• _SCHRIFTLICHE ANWEISUNG_
Gib aus den Datensätzen unten alles von der Zeile mit „the window muntin“ bis hinunter zur Zeile mit „column 520, row 286“ wortgetreu wieder, beide Zeilen eingeschlossen.

===== QUELLDATEN =====

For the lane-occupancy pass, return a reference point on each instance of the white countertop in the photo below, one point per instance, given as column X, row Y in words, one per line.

=====
===== QUELLDATEN =====

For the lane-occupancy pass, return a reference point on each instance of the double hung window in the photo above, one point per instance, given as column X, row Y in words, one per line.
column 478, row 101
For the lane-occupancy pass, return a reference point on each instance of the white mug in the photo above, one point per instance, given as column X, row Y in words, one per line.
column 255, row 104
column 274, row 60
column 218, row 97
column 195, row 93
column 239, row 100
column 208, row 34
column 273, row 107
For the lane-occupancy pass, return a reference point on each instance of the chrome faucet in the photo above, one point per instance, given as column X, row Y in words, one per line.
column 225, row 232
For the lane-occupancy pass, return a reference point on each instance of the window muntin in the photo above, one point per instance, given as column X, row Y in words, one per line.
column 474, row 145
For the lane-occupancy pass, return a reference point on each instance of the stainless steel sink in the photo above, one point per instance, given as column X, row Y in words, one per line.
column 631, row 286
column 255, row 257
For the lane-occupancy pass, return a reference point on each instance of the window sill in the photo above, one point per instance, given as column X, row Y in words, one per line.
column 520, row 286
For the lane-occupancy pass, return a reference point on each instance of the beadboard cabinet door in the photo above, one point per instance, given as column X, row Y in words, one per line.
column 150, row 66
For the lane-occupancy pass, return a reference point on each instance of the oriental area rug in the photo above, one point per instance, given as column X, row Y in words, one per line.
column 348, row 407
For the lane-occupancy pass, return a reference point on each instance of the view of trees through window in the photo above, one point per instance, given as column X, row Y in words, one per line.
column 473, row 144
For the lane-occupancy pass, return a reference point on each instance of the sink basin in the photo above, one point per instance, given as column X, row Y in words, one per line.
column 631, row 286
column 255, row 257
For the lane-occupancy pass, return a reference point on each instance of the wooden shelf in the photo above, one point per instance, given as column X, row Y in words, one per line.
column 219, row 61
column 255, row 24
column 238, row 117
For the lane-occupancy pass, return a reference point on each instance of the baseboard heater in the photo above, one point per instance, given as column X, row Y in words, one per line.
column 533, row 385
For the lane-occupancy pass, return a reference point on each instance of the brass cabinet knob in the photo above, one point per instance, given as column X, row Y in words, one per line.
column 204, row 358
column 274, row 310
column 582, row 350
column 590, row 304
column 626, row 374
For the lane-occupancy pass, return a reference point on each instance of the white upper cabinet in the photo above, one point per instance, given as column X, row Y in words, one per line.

=====

• _ENDGÜLTIGE ANTWORT_
For the lane-occupancy pass, return a reference point on each instance of the window muntin in the photo above, one point per instance, given as column X, row Y in words, one per line.
column 474, row 145
For the lane-occupancy pass, return a reference point on each instance of the stainless steel sink in the photo above, one point per instance, given as column X, row Y in words, one per line.
column 631, row 286
column 255, row 257
For the lane-occupancy pass, return a reference point on each instance of the window sill in the photo above, one point per instance, given as column X, row Y in words, one per line.
column 520, row 286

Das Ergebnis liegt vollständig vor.